### EXTRAIT CHOISI

Police de caractère
Les clichés ont la vie dure. Une femme dans la police, ce n’est toujours pas une évidence en 2015.
Un métier d’homme, on vous dit ! C’est ce qu’indiquaient encore les affiches des campagnes de recrutement de la police il y a un peu plus de 30 ans. Ça ressemble à quoi, alors, le quotidien d’une femme dans la police aujourd’hui ? L’une d’entre elles a bien voulu nous en parler. Précisons qu’elle travaille quelque part en France, et qu’elle n’est pas « simple flic ». Procès verbal de l’entretien, entre franc-parler, lucidité, rires et amour d’un métier qui a pourtant bien changé.
« C’est un métier d’homme. C’est ce qu’on m’a dit quand je suis entrée dans la police. Un commissariat, c’est sûr, c’est un environnement de mecs. Un milieu rude. Pas macho, non, juste misogyne (sourire). La volonté d’intégrer les femmes, ça a duré deux ans. Beaucoup ont évolué à la financière ou à la criminelle. Elles sont peu à avoir choisi comme moi le « sautedessus ». Il a fallu que je m’affirme, que je gagne mes galons, sur le terrain, en montrant mes compétences et ma capacité à trancher.

######
### EXTRAITS DES LIGNES

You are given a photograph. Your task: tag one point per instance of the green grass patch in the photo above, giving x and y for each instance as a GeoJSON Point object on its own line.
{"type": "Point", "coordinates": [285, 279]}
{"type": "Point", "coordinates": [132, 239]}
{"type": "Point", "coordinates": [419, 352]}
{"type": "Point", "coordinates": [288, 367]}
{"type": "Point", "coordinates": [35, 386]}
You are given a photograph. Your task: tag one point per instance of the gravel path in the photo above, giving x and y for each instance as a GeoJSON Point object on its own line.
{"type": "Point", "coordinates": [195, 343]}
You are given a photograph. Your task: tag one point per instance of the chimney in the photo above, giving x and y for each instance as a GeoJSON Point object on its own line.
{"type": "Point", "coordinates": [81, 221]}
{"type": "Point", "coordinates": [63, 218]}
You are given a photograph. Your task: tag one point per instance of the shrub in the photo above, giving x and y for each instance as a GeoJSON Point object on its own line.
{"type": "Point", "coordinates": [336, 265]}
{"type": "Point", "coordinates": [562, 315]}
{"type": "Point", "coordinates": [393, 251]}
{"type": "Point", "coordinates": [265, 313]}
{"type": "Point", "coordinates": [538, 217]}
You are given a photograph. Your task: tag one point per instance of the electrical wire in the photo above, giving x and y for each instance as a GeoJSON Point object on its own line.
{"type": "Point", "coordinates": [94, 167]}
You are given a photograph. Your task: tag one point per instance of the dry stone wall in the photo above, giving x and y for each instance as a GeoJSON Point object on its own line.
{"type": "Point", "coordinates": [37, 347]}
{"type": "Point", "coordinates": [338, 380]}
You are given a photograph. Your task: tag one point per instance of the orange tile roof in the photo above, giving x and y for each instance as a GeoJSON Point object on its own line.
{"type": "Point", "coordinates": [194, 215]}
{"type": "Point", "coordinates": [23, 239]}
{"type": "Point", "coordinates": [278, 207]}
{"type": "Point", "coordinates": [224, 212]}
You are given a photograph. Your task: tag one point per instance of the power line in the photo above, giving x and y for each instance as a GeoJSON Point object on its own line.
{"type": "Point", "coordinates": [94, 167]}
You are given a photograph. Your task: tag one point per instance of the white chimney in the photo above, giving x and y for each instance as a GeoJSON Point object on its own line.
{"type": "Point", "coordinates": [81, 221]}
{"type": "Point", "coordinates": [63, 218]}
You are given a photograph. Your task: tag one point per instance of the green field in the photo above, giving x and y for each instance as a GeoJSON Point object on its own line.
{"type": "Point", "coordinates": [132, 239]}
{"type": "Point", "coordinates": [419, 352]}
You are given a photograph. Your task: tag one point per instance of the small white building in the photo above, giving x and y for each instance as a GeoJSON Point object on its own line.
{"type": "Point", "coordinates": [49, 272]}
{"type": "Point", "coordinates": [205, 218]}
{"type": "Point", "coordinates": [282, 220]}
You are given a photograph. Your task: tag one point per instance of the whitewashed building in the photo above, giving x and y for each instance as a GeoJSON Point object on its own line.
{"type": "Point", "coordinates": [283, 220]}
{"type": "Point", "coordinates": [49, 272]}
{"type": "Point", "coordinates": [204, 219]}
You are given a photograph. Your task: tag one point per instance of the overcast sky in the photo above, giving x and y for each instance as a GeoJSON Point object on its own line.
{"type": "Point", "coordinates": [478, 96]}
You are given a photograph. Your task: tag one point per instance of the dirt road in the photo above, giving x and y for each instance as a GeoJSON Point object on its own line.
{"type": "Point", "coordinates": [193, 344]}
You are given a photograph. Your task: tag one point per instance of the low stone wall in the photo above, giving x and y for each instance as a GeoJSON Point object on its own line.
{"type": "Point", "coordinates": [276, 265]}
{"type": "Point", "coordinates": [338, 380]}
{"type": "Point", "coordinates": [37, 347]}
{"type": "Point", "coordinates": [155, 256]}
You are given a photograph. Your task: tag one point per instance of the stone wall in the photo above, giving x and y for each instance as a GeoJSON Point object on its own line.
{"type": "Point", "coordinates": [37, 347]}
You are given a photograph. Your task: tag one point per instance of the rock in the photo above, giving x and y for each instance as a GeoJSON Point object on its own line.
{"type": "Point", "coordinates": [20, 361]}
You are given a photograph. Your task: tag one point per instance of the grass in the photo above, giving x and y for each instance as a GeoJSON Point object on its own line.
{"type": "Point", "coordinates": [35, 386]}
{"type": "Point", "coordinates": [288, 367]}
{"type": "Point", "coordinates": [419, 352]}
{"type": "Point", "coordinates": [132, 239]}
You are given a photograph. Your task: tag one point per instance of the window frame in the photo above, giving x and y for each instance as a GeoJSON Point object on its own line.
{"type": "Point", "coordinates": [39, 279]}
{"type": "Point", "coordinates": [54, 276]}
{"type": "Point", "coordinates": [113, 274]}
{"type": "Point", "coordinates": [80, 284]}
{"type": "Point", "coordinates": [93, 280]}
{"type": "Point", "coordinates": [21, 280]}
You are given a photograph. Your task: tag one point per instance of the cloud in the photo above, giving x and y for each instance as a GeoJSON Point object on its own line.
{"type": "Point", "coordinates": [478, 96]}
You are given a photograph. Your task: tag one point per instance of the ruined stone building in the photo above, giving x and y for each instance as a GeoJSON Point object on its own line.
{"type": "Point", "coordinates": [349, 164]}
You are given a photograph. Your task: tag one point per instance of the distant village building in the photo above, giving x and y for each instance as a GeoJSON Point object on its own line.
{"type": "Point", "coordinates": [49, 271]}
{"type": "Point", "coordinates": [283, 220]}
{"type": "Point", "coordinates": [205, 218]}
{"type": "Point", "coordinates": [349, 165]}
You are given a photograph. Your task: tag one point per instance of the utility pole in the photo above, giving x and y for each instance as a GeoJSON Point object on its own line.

######

- [CONSIGNE A]
Réécrivez le passage de l'extrait sur les femmes dans la police qui va de « Un métier d’homme, on » jusqu'à « pourtant bien changé. », en remplaçant « affiches » par « brochures ».
- [CONSIGNE B]
Résumez en deux phrases l'extrait sur les femmes dans la police.

- [RÉPONSE COMPLÈTE A]
Un métier d’homme, on vous dit ! C’est ce qu’indiquaient encore les brochures des campagnes de recrutement de la police il y a un peu plus de 30 ans. Ça ressemble à quoi, alors, le quotidien d’une femme dans la police aujourd’hui ? L’une d’entre elles a bien voulu nous en parler. Précisons qu’elle travaille quelque part en France, et qu’elle n’est pas « simple flic ». Procès verbal de l’entretien, entre franc-parler, lucidité, rires et amour d’un métier qui a pourtant bien changé.

- [RÉPONSE COMPLÈTE B]
Une policière qui travaille quelque part en France parle de son quotidien dans un métier longtemps présenté comme un métier d'homme, ce que disaient encore les affiches de recrutement il y a un peu plus de 30 ans. Elle décrit le commissariat comme un milieu rude et misogyne, où elle a dû s'affirmer sur le terrain en montrant ses compétences et sa capacité à trancher.